§ **RECORDS TO USE**:
== == ==

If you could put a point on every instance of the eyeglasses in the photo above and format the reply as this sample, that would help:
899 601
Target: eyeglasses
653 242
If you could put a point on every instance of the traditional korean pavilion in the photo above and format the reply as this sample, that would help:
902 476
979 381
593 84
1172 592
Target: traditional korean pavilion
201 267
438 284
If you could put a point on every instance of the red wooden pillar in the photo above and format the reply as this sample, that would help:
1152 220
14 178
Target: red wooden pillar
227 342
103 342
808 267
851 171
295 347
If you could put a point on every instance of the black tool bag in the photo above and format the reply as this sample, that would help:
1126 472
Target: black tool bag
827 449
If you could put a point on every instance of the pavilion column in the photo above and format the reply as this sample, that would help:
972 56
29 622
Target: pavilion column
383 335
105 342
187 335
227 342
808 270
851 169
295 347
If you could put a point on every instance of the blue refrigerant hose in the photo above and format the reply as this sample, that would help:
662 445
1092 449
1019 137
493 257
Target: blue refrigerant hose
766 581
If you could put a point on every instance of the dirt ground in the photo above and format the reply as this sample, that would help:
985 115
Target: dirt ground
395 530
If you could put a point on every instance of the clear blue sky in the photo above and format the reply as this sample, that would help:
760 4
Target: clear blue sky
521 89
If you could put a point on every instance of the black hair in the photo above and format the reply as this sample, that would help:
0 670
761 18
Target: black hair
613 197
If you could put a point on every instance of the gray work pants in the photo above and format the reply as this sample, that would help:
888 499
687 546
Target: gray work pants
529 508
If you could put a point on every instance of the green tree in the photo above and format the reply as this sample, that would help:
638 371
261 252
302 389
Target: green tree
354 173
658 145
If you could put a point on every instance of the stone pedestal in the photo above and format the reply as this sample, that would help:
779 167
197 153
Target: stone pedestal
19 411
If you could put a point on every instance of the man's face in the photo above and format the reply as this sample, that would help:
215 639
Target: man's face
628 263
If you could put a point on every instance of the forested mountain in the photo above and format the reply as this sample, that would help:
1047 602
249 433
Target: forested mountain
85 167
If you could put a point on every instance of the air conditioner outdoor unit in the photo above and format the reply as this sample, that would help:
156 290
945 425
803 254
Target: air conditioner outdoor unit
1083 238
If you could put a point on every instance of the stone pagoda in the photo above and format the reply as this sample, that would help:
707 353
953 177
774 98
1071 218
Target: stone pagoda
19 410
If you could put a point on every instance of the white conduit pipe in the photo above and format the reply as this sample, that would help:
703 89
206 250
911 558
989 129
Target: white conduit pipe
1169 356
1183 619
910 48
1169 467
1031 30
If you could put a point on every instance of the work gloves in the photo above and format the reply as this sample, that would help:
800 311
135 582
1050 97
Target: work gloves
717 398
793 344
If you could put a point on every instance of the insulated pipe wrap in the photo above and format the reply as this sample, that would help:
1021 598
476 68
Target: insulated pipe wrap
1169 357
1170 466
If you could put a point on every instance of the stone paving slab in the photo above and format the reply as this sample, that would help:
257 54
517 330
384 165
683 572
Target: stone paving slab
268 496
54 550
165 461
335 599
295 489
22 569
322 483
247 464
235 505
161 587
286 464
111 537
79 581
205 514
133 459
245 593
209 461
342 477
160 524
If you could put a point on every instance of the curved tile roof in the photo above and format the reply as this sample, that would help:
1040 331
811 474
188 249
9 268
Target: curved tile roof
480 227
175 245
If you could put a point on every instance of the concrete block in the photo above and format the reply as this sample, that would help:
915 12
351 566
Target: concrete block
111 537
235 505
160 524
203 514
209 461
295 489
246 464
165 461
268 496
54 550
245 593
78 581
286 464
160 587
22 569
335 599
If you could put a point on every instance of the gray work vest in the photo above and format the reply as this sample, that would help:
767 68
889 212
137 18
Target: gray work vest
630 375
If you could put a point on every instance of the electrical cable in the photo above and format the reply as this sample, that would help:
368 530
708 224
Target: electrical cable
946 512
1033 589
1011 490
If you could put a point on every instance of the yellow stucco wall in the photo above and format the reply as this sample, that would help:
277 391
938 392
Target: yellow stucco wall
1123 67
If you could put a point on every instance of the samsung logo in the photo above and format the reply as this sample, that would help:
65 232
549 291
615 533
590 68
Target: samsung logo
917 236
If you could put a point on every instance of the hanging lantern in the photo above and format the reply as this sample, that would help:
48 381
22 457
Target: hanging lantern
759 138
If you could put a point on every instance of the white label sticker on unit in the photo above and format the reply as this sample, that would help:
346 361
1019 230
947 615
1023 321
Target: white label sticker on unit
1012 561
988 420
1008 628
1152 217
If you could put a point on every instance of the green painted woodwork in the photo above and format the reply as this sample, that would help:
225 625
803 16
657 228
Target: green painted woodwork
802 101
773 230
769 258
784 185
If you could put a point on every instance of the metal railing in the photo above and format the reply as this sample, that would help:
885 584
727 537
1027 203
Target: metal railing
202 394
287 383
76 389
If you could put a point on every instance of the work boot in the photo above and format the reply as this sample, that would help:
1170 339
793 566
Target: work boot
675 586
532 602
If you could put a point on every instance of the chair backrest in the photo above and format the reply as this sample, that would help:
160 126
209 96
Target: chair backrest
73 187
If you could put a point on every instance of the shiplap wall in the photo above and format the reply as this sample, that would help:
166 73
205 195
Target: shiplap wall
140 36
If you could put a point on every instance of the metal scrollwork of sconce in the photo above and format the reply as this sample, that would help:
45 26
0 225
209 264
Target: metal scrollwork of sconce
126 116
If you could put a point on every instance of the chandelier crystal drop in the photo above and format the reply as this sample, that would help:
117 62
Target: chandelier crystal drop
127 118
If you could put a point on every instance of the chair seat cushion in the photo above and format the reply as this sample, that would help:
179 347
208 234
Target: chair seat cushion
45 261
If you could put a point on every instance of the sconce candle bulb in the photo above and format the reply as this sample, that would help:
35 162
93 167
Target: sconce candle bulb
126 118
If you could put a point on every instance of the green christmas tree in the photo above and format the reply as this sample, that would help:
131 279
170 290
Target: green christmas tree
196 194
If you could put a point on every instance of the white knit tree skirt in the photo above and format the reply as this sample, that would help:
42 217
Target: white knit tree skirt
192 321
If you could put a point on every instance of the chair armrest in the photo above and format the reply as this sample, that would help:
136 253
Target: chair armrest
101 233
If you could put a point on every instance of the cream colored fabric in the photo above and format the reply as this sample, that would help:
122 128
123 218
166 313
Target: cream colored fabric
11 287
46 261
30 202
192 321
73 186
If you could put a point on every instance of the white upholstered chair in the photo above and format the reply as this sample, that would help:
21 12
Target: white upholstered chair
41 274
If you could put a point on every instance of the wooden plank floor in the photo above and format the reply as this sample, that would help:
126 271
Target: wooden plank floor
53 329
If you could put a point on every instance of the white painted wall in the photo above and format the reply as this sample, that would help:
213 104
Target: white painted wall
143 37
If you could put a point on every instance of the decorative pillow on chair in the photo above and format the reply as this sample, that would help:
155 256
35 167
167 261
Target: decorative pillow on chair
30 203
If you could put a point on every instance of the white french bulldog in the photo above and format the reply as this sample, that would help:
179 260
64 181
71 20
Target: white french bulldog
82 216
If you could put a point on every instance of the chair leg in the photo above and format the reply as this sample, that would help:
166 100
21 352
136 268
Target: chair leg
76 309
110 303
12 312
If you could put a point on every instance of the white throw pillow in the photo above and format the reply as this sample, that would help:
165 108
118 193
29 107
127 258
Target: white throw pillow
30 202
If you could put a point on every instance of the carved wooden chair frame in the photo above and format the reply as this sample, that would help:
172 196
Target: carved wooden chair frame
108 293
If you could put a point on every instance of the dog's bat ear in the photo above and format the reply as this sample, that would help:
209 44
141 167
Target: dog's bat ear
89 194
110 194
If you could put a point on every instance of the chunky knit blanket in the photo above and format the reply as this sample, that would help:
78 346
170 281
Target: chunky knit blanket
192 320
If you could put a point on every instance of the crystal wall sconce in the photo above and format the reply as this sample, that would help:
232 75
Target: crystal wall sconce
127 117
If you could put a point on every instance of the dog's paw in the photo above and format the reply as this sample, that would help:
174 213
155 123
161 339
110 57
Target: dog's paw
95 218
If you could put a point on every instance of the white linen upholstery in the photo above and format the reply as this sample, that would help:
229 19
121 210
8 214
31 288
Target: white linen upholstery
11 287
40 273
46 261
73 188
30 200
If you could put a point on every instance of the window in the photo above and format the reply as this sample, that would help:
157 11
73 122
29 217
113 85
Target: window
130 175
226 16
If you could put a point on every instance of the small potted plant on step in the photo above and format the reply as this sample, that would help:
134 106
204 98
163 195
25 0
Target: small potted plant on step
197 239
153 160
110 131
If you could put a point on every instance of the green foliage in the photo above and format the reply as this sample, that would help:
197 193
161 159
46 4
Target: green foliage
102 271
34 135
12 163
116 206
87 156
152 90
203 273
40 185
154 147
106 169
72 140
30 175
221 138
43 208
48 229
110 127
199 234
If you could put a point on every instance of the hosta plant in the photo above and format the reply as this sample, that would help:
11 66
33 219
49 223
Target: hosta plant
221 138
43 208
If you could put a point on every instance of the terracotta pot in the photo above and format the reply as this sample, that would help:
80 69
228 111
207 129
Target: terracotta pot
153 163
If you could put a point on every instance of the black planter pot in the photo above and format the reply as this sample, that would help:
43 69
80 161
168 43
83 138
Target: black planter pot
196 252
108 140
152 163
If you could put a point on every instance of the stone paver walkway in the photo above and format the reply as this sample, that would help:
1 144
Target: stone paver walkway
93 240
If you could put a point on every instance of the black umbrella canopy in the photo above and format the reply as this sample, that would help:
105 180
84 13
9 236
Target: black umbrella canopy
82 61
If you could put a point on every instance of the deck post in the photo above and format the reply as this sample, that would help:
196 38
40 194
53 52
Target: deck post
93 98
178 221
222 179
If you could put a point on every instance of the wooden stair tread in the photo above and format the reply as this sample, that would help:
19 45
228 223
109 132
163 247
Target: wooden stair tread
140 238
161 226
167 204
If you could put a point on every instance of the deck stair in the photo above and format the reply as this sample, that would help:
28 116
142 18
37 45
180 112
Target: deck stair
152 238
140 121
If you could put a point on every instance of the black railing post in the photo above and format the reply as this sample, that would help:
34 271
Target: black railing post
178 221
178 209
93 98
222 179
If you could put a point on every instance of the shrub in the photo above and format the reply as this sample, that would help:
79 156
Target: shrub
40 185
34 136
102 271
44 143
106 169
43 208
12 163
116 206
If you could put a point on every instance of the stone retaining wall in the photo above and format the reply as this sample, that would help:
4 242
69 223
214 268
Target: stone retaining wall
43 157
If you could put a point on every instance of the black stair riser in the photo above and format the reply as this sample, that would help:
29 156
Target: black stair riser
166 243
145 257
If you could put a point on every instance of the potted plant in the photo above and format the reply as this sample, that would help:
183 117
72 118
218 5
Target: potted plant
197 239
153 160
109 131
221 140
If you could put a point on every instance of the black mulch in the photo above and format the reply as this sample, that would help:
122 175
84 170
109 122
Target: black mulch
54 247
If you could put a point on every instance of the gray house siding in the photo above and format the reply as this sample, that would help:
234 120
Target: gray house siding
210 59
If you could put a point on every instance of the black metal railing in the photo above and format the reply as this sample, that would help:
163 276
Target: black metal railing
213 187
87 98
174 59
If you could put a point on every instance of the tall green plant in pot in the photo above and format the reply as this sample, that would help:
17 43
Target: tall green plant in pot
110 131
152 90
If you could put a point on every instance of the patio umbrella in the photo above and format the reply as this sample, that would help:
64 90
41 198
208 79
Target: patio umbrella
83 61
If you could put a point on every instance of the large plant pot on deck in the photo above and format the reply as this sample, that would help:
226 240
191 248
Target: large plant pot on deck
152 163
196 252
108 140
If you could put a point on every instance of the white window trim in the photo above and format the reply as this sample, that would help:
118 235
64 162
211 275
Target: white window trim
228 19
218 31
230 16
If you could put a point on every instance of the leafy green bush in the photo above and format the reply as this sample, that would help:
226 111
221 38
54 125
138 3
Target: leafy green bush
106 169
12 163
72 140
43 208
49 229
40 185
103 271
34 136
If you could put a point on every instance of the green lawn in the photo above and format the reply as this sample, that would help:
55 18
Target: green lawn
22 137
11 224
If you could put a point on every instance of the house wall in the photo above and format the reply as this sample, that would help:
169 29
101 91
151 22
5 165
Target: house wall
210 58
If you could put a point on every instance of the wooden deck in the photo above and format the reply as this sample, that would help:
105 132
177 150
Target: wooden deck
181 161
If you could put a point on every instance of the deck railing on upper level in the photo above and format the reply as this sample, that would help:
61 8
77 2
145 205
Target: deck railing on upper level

== == ==

§ **EXERCISE**:
Print the lines of the records verbatim, beginning with the line that contains "the deck railing" and continuing through the final line of the records.

§ **RIGHT ANSWER**:
If you could put a point on every instance of the deck railing on upper level in the photo above and format the reply as this sample, that would help:
61 8
77 2
145 205
Target: deck railing on upper level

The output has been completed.